● Your objective: Copy each of the entries below word for word.

● Data records:
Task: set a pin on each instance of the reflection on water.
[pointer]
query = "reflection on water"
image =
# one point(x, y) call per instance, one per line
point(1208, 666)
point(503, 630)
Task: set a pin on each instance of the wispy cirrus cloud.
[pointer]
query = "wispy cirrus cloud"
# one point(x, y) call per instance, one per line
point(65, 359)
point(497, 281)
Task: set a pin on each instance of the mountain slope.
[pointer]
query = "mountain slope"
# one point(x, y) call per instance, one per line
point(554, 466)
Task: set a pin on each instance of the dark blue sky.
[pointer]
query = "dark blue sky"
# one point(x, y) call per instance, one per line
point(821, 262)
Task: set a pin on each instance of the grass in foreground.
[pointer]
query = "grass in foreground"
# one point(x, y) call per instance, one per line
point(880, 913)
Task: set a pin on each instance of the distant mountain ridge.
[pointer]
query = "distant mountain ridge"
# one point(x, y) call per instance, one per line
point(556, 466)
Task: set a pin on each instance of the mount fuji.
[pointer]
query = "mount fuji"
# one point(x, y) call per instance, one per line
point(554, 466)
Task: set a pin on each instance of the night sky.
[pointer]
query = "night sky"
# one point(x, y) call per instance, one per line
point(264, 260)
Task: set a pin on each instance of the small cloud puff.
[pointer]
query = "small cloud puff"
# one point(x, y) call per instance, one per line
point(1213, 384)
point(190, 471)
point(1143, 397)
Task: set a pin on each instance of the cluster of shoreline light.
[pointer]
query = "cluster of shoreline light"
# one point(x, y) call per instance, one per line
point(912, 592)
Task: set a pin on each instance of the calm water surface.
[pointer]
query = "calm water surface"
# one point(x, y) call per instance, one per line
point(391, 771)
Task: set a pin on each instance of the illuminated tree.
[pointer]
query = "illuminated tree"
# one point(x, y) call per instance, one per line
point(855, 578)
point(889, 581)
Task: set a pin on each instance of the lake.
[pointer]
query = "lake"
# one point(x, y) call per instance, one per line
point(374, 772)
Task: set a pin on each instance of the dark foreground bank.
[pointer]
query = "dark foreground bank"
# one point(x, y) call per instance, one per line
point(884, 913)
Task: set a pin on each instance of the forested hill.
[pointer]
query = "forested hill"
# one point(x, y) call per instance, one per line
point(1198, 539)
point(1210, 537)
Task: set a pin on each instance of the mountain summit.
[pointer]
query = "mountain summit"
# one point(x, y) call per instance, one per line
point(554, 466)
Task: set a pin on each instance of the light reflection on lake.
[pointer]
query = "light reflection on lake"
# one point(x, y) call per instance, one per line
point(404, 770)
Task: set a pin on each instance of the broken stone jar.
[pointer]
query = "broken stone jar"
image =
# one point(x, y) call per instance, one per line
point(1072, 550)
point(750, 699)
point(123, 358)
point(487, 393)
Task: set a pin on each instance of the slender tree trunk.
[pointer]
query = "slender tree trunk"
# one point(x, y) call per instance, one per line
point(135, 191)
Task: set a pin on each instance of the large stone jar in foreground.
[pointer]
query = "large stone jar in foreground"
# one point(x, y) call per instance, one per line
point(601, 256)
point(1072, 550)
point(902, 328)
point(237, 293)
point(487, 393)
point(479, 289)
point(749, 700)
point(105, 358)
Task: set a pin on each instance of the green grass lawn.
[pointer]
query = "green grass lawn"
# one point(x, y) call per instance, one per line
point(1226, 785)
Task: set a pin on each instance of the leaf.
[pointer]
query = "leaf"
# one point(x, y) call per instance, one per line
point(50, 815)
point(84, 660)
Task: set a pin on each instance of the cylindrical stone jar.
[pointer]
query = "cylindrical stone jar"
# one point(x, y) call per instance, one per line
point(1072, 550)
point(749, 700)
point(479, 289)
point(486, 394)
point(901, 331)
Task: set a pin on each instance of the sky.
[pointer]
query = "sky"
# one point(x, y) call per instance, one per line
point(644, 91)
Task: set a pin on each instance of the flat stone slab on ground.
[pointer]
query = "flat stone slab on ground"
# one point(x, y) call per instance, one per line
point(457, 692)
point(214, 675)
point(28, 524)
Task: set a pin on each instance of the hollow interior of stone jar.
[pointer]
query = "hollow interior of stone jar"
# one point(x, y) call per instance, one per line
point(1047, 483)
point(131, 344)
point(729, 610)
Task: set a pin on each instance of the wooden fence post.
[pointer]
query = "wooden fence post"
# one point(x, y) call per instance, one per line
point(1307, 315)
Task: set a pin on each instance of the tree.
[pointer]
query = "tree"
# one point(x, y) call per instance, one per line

● Solution to the problem:
Task: set a pin on each instance of the reflection on water.
[pointer]
query = "reflection on water"
image =
# one point(x, y) call per instance, one per line
point(1208, 666)
point(503, 630)
Task: set a pin on each instance of the wispy cirrus cloud.
[pointer]
query = "wispy cirrus cloud"
# one point(x, y) call per instance, one per line
point(65, 359)
point(497, 281)
Task: set a pin on each instance of the mountain slope.
[pointer]
query = "mountain slope"
# one point(x, y) call per instance, one per line
point(554, 466)
Task: set a pin on each instance of the dark blue sky.
[pointer]
query = "dark blue sky"
# one point(x, y) call per instance, one per line
point(821, 262)
Task: set a pin on each instance of the grass in foreground.
[pointer]
query = "grass in foreground"
# one point(x, y) call per instance, one per line
point(880, 913)
Task: set a pin on each instance of the distant mountain ridge.
[pointer]
query = "distant mountain ridge"
# one point(x, y) call per instance, one per line
point(556, 466)
Task: set a pin on each instance of the mount fuji.
[pointer]
query = "mount fuji"
# one point(x, y) call per instance, one per line
point(554, 466)
Task: set a pin on each instance of the night sky.
[pointer]
query = "night sky"
# one point(x, y) call per instance, one per line
point(264, 260)
Task: set a pin on each instance of the small cloud puff.
[pointer]
query = "small cloud puff"
# one point(x, y) call per instance, one per line
point(1213, 384)
point(190, 471)
point(1143, 397)
Task: set a pin on each instance of the cluster of shoreline light.
[pointer]
query = "cluster of shoreline light"
# one point(x, y) call per instance, one per line
point(912, 592)
Task: set a pin on each instance of the calm water surface.
[pointer]
query = "calm water surface"
# one point(x, y) call per instance, one per line
point(391, 771)
Task: set a pin on each instance of the illuminated tree.
[pointer]
query = "illuminated tree"
# one point(x, y) call per instance, one per line
point(855, 578)
point(889, 581)
Task: set a pin on each instance of the lake.
[pointer]
query = "lake"
# one point(x, y) call per instance, one per line
point(374, 772)
Task: set a pin on each instance of the dark foreground bank.
[pointer]
query = "dark foreground bank"
# one point(x, y) call per instance, one per line
point(884, 913)
Task: set a pin on each instance of the forested hill.
[pointer]
query = "forested hill"
# one point(x, y) call per instance, one per line
point(1198, 539)
point(1210, 537)
Task: set a pin on each instance of the mountain summit.
[pointer]
query = "mountain summit"
# one point(x, y) call per instance, one per line
point(554, 466)
Task: set a pin on each instance of the light reflection on lake.
[pointer]
query = "light reflection on lake"
# one point(x, y) call per instance, one per line
point(404, 770)
Task: set a pin on each instance of the broken stone jar.
[pointer]
query = "broken stone jar"
image =
# one point(x, y) call per instance, one per line
point(1072, 550)
point(750, 699)
point(123, 358)
point(487, 393)
Task: set a pin on each instance of the slender tree trunk.
[pointer]
query = "slender tree trunk"
# one point(x, y) call per instance, one per line
point(135, 191)
Task: set a pin on each instance of the large stone jar in foreground.
[pointer]
query = "large stone jar in foreground"
# one point(x, y) call per instance, one per line
point(601, 256)
point(1072, 550)
point(902, 328)
point(237, 293)
point(487, 393)
point(479, 289)
point(749, 700)
point(105, 358)
Task: set a pin on each instance of the green grass lawn.
[pointer]
query = "green grass lawn"
# one point(x, y) call per instance, one per line
point(1226, 785)
Task: set a pin on each instance of the leaf.
[pointer]
query = "leaf"
# one point(x, y) call per instance, one per line
point(50, 815)
point(84, 660)
Task: set a pin on each instance of the cylindrical stone jar.
[pointer]
query = "cylindrical stone jar"
# one point(x, y) call per instance, one per line
point(1072, 550)
point(749, 700)
point(479, 289)
point(486, 394)
point(901, 331)
Task: set a pin on each instance of the sky.
[pointer]
query = "sky"
# one point(x, y) call per instance, one per line
point(644, 91)
Task: set a pin on each instance of the flat stone slab on ground.
[pointer]
query = "flat stone slab on ground"
# one point(x, y) call per instance, one per line
point(457, 692)
point(214, 675)
point(28, 524)
Task: set a pin on each instance of the hollow interior of stone jar.
[pointer]
query = "hollow interior of stone jar"
# one point(x, y) call per instance, one per line
point(1047, 483)
point(131, 344)
point(729, 610)
Task: set a pin on each instance of the wooden fence post.
[pointer]
query = "wooden fence post"
# one point(x, y) call per instance, one per line
point(1307, 315)
Task: set a pin on each instance of the tree.
[pointer]
query = "tree"
# one point(x, y) call per instance, one per line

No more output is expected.